* **ASSIGNED TASK 1**:
Decide whether each statement (a), (b) and (c) agrees with the notes on transcription and translation. Answer yes or no for each, and quote the deciding words from the notes exactly.
(a) In prokaryotes, the RNA strand must be modified before it is exported to the cytoplasm.
(b) The small ribosomal subunit scans the mRNA in the 5’ to 3’ direction to find the start codon.
(c) Amino-acyl tRNA synthetase attaches a specific amino acid to the 3’ acceptor stem of the tRNA.
* **ASSIGNED TASK 2**:
Answer these questions from the notes on transcription and translation.
(a) In eukaryotes, what sequence does the termination signal sequence code for in the RNA strand?
(b) Which amino acid does the initiator tRNA carry?
(c) At which site of the ribosome is the tRNA once the translation initiation complex has formed?
* **ASSIGNED TASK 3**: Continue the notes on transcription and translation after their last sentence.

* **SELECTED PASSAGE**:
━━━━━━━━━━━━━━━━
Outline the process of elongation of transcription in both eukaryotes and prokaryotes.

• After unwinding the dsDNA to obtain ssDNA, one of the single stranded DNA will serve as a template for RNA polymerase.

• Using a ssDNA as template strand, the RNA polymerase will catalyse the synthesis of a RNA strand in the 5’ to 3’ direction by adding deoxyribonucleotides via complementary base pairing.

• The RNA polymerase will catalyse the formation of phosphodiester bonds between adjacent ribonucleotides.

Outline the process of termination of transcription in eukaryotes.

• The elongation process will happen until the termination signal sequence on the template DNA is transcribed onto the newly synthesized strand.

• The termination signal sequence will code for the sequence of AAUAAA in the RNA strand.

• Downstream of the termination signal sequence, there is disassembling of the transcription complex and release of the RNA polymerase and newly synthesized RNA strand.

• The pre-mRNA must undergo post transcriptional modifications before it can be exported into the cytoplasm for translation to occur.

Outline the process of termination of transcription in prokaryotes.

• Once the termination signal sequence from DNA is transcribed onto pre-mRNA, the RNA strand is released.

• No further modifications is required before it is exported to cytoplasm for translation to occur.

Outline the activation stage that occurs prior to the translation process.

• The enzyme, amino-acyl tRNA synthetase will catalyse the covalent attachment of a specific amino acid to the 3’ acceptor stem of the tRNA.

• Thereafter, the activated amino acid (in the form of aminoacyl tRNA) will be released from the enzyme.

Outline the initiation stage of the translation process.

• The translation initiation factors and the tRNA carrying methionine amino acid (initiator tRNA) will bind to the small ribosomal subunit.

• The small ribosomal subunit will then bind to the mRNA, and scan from the 5’ to 3’ direction in search of the start codon, AUG.

• Once it has located the start codon (AUG), the anti-codon of the initiator tRNA will complementary base pair with the start codon via hydrogen bonds.

• The large ribosomal subunit will then bind to the mRNA to form the translation initiation complex.

• The tRNA will now be at the P site of the ribosome, with the A site vacant for the next incoming aminoacyl tRNA with anticodon complementary to the codon of mRNA at the A site to occupy.
━━━━━━━━━━━━━━━━
* **SUPPLIED INFORMATION**:
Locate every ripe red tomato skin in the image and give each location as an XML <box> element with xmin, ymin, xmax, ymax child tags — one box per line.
━━━━━━━━━━━━━━━━
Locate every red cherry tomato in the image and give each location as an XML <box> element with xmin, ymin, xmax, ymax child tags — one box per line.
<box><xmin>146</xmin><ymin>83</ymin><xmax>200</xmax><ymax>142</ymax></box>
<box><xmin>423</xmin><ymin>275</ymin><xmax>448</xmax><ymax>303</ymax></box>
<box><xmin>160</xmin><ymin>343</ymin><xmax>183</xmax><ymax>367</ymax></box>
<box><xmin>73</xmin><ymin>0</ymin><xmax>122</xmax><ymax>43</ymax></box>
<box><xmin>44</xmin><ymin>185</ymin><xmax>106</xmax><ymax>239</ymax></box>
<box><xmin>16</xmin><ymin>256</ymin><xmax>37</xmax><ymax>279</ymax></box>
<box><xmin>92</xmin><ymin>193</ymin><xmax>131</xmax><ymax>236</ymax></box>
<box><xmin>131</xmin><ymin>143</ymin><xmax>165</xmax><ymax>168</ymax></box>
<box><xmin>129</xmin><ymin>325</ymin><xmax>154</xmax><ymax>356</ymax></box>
━━━━━━━━━━━━━━━━
* **EXERCISE ANSWER 1**:
(a) No: "No further modifications is required before it is exported to cytoplasm for translation to occur."
(b) Yes: "scan from the 5’ to 3’ direction in search of the start codon, AUG."
(c) Yes: "catalyse the covalent attachment of a specific amino acid to the 3’ acceptor stem of the tRNA."

* **EXERCISE ANSWER 2**:
(a) AAUAAA
(b) Methionine
(c) The P site

* **EXERCISE ANSWER 3**:
Outline the elongation stage of the translation process.

• The incoming aminoacyl tRNA with an anticodon complementary for the codon of mRNA at the A site will complementary base pair with one another via hydrogen bonds.

• Peptidyl transferase enzyme of the large ribosomal subunit will catalyse the formation of a phosphodiester bond between the new amino acid and the growing polypeptide chain.

• Thereafter, the ribosome will translocate by one codon downstream of the mRNA.

• The tRNA carrying the polypeptide chain will now be at the P site, while the empty tRNA will now be at the E site, and exit.

Outline the termination process of translation.

• The elongation process will occur until a stop codon (UAG, UGA, UAA) reaches the A site of the ribosomes.

• This will cause the release factors to bind to the mRNA at the A site, which causes the bond between the newly synthesized polypeptide chain and the tRNA to hydrolyse.

• The polypeptide chain is released and the translation complex disassembles.

Outline the post transcriptional modifications that a pre-mRNA has to undergo.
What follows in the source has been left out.